:: Passage extrait
Sans Filtre ou la dialectique balzacienne de la gerbe

Cette fois-ci j’attaque l’exercice difficile de la critique positive – je n’oserai dire intelligente. Alors c’est la tête remplie de bonne volonté, de good vibes et d’Alprazolam 0.50mg que je me penche sur le cas de Sans Filtre, palme d’or à Cannes de Ruben Östlund. En réalité, Sans Filtre c’est un peu comme Titanic : on y retrouve l’insupportable blondinet (qui lui ne souffrira à la fin du film que d’un point de côté), les grands bourgeois opulents et le drame marin. Sauf qu’ici, il faut saupoudrer avec des servants dont le mode d’expression ne sera que l’affirmatif, d’un couple d’Anglais vendeurs de grenades démocratiques, et sans oublier une dualité entre un capitaine de bateau alcoolique, américain et communiste, contre un oligarque slave au look démodé, synthèse étrange entre Donald Trump et Niko Bellic. Mais contrairement à Cameron, le naufrage n’est pas une fin en soi, seulement une situation de plus dans son film choral.
::::
:: Matériel présenté
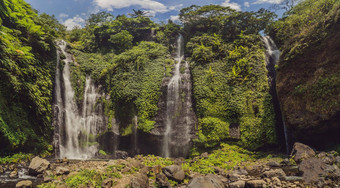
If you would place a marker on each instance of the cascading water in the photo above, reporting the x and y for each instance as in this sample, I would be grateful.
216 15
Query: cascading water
75 131
178 121
272 57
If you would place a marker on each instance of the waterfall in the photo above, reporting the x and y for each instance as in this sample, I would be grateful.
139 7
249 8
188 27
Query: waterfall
272 57
76 128
178 118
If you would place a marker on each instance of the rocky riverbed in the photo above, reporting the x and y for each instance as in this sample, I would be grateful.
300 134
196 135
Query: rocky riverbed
304 168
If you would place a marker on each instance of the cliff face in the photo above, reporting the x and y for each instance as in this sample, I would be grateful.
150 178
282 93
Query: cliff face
309 91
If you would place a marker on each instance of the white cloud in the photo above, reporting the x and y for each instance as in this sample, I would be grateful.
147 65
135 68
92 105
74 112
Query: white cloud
246 4
63 15
268 1
75 21
235 6
150 5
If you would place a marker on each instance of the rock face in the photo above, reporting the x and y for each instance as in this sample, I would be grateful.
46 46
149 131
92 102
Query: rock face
209 181
38 166
174 172
301 151
308 90
24 184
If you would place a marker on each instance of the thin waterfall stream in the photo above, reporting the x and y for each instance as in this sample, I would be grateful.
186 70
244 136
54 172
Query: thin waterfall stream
76 127
272 57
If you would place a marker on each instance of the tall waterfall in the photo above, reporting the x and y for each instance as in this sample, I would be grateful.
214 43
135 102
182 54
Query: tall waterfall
179 115
272 57
75 128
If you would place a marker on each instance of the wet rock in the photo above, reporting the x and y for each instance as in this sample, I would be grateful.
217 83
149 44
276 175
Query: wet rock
108 182
311 169
24 184
48 179
255 184
209 181
301 152
62 170
162 181
140 181
274 173
293 178
121 154
174 172
38 166
273 164
13 174
237 184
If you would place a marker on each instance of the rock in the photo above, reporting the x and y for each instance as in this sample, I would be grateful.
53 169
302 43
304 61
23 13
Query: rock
209 181
48 179
162 181
13 174
255 184
107 183
204 155
273 164
293 178
240 172
174 172
121 154
274 173
140 181
311 169
62 170
301 152
237 184
38 166
24 184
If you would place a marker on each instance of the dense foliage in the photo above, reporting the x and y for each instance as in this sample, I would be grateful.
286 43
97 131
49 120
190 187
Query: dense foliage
27 52
230 86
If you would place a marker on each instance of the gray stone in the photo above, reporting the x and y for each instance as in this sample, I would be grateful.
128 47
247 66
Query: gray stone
237 184
273 164
62 170
107 183
274 173
162 181
13 174
24 184
209 181
174 172
301 152
140 181
255 184
38 166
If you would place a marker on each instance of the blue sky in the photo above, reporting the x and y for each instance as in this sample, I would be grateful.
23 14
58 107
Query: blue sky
75 12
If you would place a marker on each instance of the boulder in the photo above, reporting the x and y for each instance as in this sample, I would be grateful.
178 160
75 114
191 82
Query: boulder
174 172
162 181
311 169
13 174
108 182
255 184
38 166
61 170
209 181
274 173
140 181
301 152
24 184
237 184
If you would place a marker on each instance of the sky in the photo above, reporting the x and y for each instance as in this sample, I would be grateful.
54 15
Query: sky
74 12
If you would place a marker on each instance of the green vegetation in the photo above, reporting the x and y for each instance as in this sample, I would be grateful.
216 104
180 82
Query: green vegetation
26 71
230 84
::::
Consignes -
a - Répondez à ces questions sur la critique de Sans Filtre :
(i) Quelle récompense le film a-t-il obtenue ?
(ii) Avec quel autre film la critique compare-t-elle Sans Filtre ?
(iii) De quelle nationalité est le capitaine de bateau ?
b - Ces affirmations concordent-elles avec la critique de Sans Filtre ? Répondez par oui ou non et citez les mots qui tranchent.
(i) Le blondinet meurt à la fin du film.
(ii) Le capitaine du bateau est alcoolique.
(iii) Chez Östlund, le naufrage est une fin en soi.
c - Veuillez poursuivre la critique de Sans Filtre à partir de sa dernière phrase.

Corrigé -
a -
(i) La palme d’or à Cannes.
(ii) Titanic.
(iii) Américaine.

b -
(i) Non : « qui lui ne souffrira à la fin du film que d’un point de côté ».
(ii) Oui : « un capitaine de bateau alcoolique, américain et communiste ».
(iii) Non : « le naufrage n’est pas une fin en soi, seulement une situation de plus dans son film choral ».

c -
Car c’est à partir de situations impossibles, toujours entre le comique et l’absurde, que se construisent les films de Ruben Östlund. Sans Filtre ne dérogera pas à la règle, à la nuance près qu’ici il ne sera pas question d’une seule situation canonique qui occuperait l’espace entier du film, mais bien de plusieurs, isolées, qu’Östlund fait s’entrechoquer dialectiquement dans un doux mélange de fruits de mer, d’abondance, et de vomi.

Le seul liant entre les trois parties sera ce couple d’influenceurs grotesques : Carl & Yaya. Les deux sont mannequins, ont un compte vérifié sur Instagram et doivent sûrement faire des placements de produit pour des crèmes anti-acnés à des fans de Dua Lipa, mais au-delà de ça ? Rien. Derrière l’écran, le néant.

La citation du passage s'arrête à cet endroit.